● **PROBLEM SET**:
a) In the article on Darvel's Scottish Cup win, in which round of the Scottish Cup did Darvel beat Aberdeen?
b) Print the passage of the article on Darvel's Scottish Cup win starting at "No other top-tier" and ending at "top-flight team before.".

Yatish Jain

The Pre-Match Team Talk That Lifted Darvel To Scottish Cup Glory

Scottish Cup

Denmark 1992. Greece 2004. Leicester 2012. Barcelona 2018. We could go on forever. 

Football has given us some of the most shocking moments in the history of sports. When the football gods want something unlikely to happen, they make it happen. But even amidst these extraordinary events, one new outcome now stands out as being truly remarkable. The victory of sixth-tier Darvel Football Club over Aberdeen Football Club in the fourth round of the Scottish Cup.

No other top-tier squad has ever fallen against a team FIVE divisions lower in the pyramid. This was more than simply an upset; it was a seismic shift in the sporting landscape. 

Darvel, a Scottish sixth-tier side, had never beaten a top-flight team before. 

Aberdeen, on the other hand, is a talented and experienced club that has consistently competed at the highest possible level of Scottish football for generations. But none of this mattered yesterday.

● **Image-grounded pointing data**:
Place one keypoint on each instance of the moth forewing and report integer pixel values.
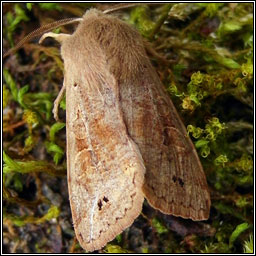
(105, 167)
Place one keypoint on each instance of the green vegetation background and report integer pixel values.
(207, 68)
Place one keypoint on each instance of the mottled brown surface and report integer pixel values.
(119, 121)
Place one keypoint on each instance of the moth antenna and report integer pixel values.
(121, 6)
(40, 31)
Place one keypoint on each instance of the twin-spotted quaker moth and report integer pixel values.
(125, 140)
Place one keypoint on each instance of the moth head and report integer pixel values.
(49, 27)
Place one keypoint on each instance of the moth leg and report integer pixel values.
(58, 37)
(57, 101)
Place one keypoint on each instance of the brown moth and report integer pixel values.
(125, 140)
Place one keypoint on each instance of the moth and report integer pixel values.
(125, 139)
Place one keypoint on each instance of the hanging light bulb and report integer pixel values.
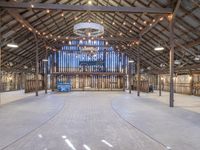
(159, 48)
(90, 2)
(44, 60)
(12, 45)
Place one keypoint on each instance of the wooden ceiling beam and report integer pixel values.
(92, 8)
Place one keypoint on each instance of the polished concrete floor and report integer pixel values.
(97, 121)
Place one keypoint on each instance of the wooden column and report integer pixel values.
(37, 66)
(124, 71)
(171, 63)
(171, 56)
(46, 69)
(191, 84)
(138, 71)
(159, 78)
(53, 70)
(0, 61)
(129, 77)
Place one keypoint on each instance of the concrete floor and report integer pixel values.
(97, 121)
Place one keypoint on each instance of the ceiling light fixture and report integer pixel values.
(90, 2)
(131, 61)
(44, 60)
(159, 48)
(12, 45)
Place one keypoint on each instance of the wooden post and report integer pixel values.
(0, 62)
(46, 69)
(138, 71)
(124, 71)
(37, 66)
(172, 39)
(129, 76)
(171, 65)
(159, 76)
(52, 75)
(191, 84)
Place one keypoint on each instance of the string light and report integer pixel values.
(90, 2)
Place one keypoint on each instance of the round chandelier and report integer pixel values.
(88, 29)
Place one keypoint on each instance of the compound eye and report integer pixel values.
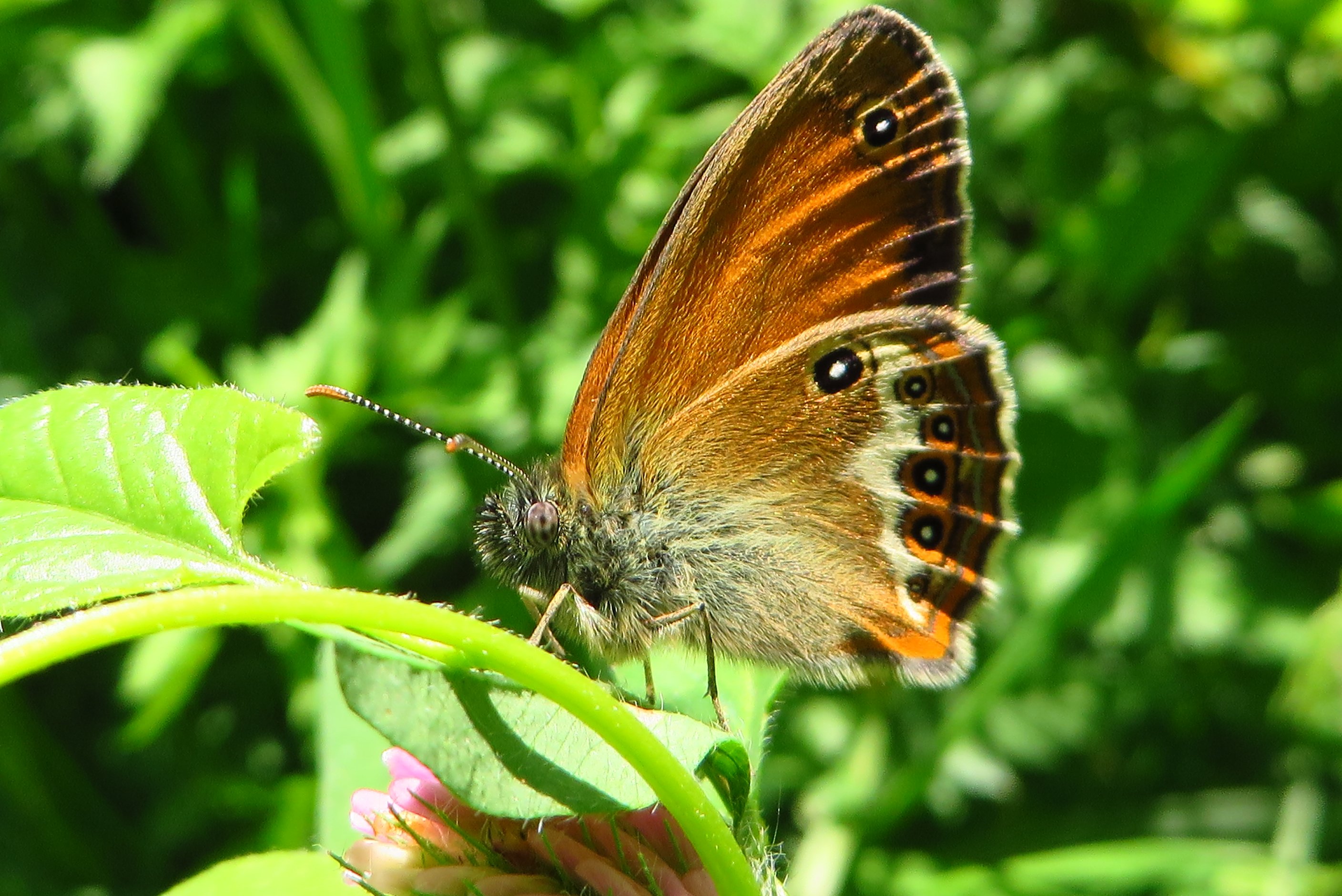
(543, 524)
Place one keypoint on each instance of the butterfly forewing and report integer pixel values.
(838, 191)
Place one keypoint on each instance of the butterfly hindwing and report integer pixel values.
(877, 452)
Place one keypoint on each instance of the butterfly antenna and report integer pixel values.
(453, 443)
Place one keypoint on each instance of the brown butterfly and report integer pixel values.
(791, 444)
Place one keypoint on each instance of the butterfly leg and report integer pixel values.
(543, 625)
(533, 600)
(680, 616)
(647, 681)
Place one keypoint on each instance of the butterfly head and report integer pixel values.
(521, 530)
(518, 529)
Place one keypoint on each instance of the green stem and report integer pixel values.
(481, 644)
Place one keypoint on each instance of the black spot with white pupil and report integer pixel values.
(930, 475)
(915, 387)
(838, 371)
(928, 531)
(879, 126)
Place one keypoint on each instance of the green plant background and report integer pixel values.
(439, 203)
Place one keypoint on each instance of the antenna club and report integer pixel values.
(323, 391)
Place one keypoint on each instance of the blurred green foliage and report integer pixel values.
(439, 202)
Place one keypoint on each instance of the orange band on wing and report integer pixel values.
(930, 644)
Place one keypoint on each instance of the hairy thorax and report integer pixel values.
(642, 556)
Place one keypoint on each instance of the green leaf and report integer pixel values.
(348, 757)
(748, 691)
(109, 491)
(507, 750)
(280, 874)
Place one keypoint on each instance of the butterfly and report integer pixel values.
(791, 444)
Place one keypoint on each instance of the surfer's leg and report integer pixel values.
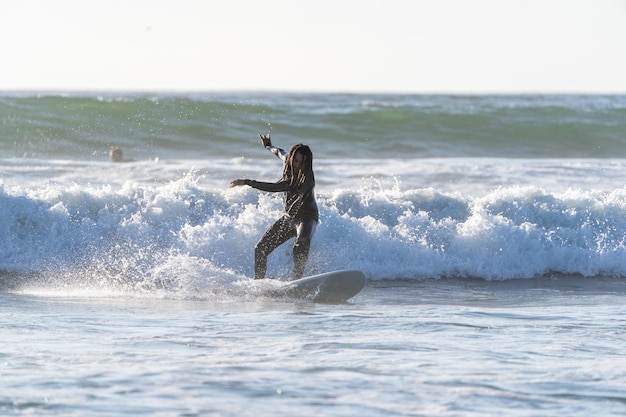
(276, 235)
(304, 233)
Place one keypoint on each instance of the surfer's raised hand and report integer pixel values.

● **ANSWERS FOR THE EXERCISE**:
a) The fourth round.

b)
No other top-tier squad has ever fallen against a team FIVE divisions lower in the pyramid. This was more than simply an upset; it was a seismic shift in the sporting landscape. 

Darvel, a Scottish sixth-tier side, had never beaten a top-flight team before.